• Extract
Many crimes are down amid COVID-19 lockdowns, but some crimes may go unreported.

In Chicago, drug arrests amid the coronavirus city-wide shut down have decreased 42% compared to this time last year.  And, this seems to be the trend for the crime rate of many major metropolitan cities.

“The feedback I’m getting is that [dealers] aren’t able to move, to sell anything anywhere,” said Joseph Lopez, a Chicago-based criminal defense attorney.

Overall, the prevalence of serious crimes declined 10%, according to newly released data, including robberies and homicides as well as drug-related activity.  Other crimes in the city, however, such as domestic violence, may have increased.  It’s tough to tell as many of these cases go unreported, according to law enforcement.

New York also saw major crimes, including murder, rape, robbery, burglary, assault, grand larceny and car theft, decrease by 12% from February to March.

“There’s a lot fewer opportunities for criminals to take advantage of,” said Joe Giacalone, a former New York Police Department sergeant. “Most burglars, they wait for you to leave the house.”

The National Crime Rate During COVID-19: Its Ups and Downs
Photo by Matt Popovich on Unsplash

The NYPD, which has more than than 36,000 officers, has more than 7,000 officers currently off-duty and more than 2,000 have been diagnosed with COVID-19.  This means low-level citations are also not being as forcibly addressed, which may be affected the overall crime rate.

Saved entries
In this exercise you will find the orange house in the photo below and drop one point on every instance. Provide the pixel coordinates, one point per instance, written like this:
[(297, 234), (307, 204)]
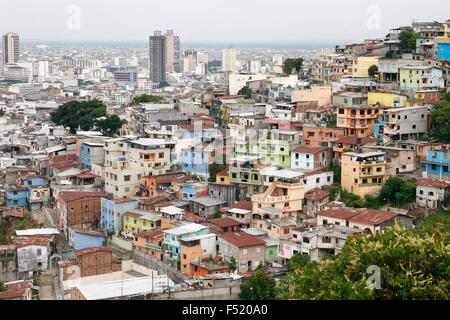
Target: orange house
[(208, 268), (149, 187)]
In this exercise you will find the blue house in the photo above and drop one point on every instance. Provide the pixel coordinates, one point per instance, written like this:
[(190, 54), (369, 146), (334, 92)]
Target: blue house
[(192, 190), (34, 180), (197, 160), (172, 240), (82, 238), (378, 128), (112, 213), (91, 153), (437, 164), (16, 200)]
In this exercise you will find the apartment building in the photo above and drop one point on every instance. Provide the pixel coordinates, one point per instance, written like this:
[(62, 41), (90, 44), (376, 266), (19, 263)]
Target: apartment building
[(432, 193), (321, 137), (286, 196), (363, 173), (248, 250), (194, 249), (405, 123), (437, 164), (359, 120), (150, 242), (416, 78), (310, 158)]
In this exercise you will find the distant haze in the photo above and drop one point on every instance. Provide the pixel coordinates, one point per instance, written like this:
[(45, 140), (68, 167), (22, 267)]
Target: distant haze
[(280, 23)]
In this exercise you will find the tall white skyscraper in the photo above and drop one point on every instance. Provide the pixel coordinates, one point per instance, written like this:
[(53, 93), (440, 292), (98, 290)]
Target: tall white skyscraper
[(10, 46), (229, 59)]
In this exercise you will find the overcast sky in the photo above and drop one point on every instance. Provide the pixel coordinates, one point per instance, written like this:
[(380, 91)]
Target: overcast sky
[(214, 21)]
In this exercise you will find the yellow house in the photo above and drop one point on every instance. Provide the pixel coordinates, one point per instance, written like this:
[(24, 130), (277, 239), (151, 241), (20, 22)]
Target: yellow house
[(387, 99), (360, 66), (363, 173), (223, 177)]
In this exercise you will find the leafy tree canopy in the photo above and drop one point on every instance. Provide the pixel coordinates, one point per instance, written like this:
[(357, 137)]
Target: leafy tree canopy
[(232, 264), (290, 64), (373, 69), (412, 266), (76, 114), (109, 126), (145, 98), (245, 91), (408, 39), (259, 287)]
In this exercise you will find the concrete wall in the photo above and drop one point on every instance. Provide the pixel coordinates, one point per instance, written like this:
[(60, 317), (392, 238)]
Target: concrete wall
[(154, 264), (127, 245), (230, 293)]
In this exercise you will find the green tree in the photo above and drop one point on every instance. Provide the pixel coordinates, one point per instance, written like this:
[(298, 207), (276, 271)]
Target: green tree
[(290, 64), (259, 287), (336, 173), (110, 125), (246, 91), (218, 214), (440, 115), (214, 168), (298, 261), (412, 266), (145, 98), (408, 39), (232, 264), (76, 114), (373, 69), (397, 192)]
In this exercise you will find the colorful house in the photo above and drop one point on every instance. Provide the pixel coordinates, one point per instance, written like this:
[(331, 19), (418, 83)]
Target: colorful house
[(437, 164), (16, 200), (172, 240), (112, 213), (137, 220), (80, 238)]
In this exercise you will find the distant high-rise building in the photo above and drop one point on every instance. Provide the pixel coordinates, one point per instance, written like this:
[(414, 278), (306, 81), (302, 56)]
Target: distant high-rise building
[(172, 52), (229, 59), (157, 57), (190, 60), (10, 46)]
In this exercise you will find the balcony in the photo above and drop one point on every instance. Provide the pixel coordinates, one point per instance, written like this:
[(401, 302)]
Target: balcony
[(153, 247)]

• Work instruction A
Using the article on crime during COVID-19 lockdowns, answer each question:
(i) By what percentage did drug arrests in Chicago decrease compared to this time last year?
(ii) By how much did major crimes in New York decrease from February to March?
(iii) How many NYPD officers have been diagnosed with COVID-19?
• Work instruction B
List every crime that the article on crime during COVID-19 lockdowns includes among the major crimes in New York.
• Work instruction C
Reproduce the article on crime during COVID-19 lockdowns word for word from "New York also" to "overall crime rate.".
None of the saved entries are needed for this work.

• Task output A
(i) 42%
(ii) 12%
(iii) More than 2,000

• Task output B
murder, rape, robbery, burglary, assault, grand larceny, car theft

• Task output C
New York also saw major crimes, including murder, rape, robbery, burglary, assault, grand larceny and car theft, decrease by 12% from February to March.

“There’s a lot fewer opportunities for criminals to take advantage of,” said Joe Giacalone, a former New York Police Department sergeant. “Most burglars, they wait for you to leave the house.”

The National Crime Rate During COVID-19: Its Ups and Downs
Photo by Matt Popovich on Unsplash

The NYPD, which has more than than 36,000 officers, has more than 7,000 officers currently off-duty and more than 2,000 have been diagnosed with COVID-19.  This means low-level citations are also not being as forcibly addressed, which may be affected the overall crime rate.